─── The records

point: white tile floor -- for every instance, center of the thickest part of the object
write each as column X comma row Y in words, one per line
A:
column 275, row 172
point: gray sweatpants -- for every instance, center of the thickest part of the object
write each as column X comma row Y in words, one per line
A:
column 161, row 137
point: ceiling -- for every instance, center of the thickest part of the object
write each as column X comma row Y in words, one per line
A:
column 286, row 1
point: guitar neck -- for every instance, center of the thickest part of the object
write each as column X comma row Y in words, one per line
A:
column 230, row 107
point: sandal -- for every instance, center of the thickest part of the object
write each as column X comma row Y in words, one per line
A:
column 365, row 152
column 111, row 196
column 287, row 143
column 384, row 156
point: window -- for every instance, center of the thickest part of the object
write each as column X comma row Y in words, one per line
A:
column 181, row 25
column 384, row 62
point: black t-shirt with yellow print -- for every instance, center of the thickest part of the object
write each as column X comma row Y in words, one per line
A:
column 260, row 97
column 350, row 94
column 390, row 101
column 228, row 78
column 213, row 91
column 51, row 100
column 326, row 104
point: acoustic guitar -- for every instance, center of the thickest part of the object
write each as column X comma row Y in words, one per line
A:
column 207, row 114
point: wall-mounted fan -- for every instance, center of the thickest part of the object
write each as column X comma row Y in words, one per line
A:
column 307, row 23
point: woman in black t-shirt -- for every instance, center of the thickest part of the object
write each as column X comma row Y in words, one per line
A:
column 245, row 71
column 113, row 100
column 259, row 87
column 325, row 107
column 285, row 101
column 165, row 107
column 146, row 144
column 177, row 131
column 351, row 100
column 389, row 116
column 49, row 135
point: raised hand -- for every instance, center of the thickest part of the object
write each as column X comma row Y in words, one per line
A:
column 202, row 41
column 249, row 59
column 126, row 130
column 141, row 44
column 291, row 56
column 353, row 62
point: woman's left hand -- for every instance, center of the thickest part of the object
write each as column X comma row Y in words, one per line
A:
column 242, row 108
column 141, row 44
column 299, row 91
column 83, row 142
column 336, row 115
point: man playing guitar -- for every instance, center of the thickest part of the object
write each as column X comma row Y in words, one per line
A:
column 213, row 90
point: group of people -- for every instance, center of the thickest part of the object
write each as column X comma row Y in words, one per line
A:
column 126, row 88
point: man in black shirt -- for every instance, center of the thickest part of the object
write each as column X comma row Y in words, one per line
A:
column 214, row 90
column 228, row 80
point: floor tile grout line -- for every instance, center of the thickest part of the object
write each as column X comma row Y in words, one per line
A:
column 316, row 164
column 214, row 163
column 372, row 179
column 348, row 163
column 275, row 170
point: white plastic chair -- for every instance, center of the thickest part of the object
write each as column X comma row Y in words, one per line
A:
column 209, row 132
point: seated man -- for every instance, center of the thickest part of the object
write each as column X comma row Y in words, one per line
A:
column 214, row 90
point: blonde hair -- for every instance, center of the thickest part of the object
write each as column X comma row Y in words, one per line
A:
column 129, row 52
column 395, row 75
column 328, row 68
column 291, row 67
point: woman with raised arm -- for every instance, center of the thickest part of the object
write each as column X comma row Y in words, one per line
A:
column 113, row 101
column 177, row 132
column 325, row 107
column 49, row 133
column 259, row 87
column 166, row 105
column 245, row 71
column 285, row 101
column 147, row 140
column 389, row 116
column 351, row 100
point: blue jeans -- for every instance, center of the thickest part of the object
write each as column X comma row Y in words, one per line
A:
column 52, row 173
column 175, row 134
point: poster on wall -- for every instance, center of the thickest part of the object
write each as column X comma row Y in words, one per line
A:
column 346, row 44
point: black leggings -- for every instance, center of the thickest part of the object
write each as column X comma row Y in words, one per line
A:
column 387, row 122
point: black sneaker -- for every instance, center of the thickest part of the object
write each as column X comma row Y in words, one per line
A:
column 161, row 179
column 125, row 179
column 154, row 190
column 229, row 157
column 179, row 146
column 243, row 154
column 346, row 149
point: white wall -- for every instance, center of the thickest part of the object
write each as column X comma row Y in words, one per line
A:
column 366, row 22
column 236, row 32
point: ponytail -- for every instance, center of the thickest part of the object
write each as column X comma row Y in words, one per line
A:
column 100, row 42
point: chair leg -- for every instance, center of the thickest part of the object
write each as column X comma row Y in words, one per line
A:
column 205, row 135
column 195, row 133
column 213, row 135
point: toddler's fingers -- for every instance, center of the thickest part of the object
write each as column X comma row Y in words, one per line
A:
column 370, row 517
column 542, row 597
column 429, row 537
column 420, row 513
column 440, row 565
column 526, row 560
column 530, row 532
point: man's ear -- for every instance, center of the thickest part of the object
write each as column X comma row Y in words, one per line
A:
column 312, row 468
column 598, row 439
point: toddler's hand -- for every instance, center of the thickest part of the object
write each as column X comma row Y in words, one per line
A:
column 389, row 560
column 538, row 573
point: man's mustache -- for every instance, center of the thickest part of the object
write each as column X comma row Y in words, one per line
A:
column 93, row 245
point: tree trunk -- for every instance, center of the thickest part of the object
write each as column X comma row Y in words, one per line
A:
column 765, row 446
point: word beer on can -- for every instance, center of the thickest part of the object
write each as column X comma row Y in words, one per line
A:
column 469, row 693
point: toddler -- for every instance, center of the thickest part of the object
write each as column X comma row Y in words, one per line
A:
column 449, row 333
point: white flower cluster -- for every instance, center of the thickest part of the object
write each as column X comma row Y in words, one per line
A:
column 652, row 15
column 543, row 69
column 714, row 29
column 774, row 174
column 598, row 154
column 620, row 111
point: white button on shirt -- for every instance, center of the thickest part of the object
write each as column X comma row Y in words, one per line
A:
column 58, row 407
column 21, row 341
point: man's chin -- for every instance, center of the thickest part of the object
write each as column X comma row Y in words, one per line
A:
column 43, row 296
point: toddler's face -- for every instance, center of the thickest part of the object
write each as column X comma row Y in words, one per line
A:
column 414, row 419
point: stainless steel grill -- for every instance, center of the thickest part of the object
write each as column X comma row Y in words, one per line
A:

──────

What is expected:
Please reproduce the records above word for word, starting at their first line and ending at the line that contains "column 230, row 107", including that line.

Task response:
point: white tile floor -- for every instance, center of the thickest part of the object
write each as column X comma row Y in words, one per line
A:
column 275, row 172
point: gray sweatpants -- for every instance, center of the thickest part of the object
write each as column X comma row Y in words, one per line
A:
column 161, row 137
point: ceiling -- for every instance, center of the thickest part of the object
write each as column X comma row Y in words, one per line
A:
column 286, row 1
point: guitar neck -- for every instance, center of the thickest part of the object
write each as column X comma row Y in words, one per line
A:
column 230, row 107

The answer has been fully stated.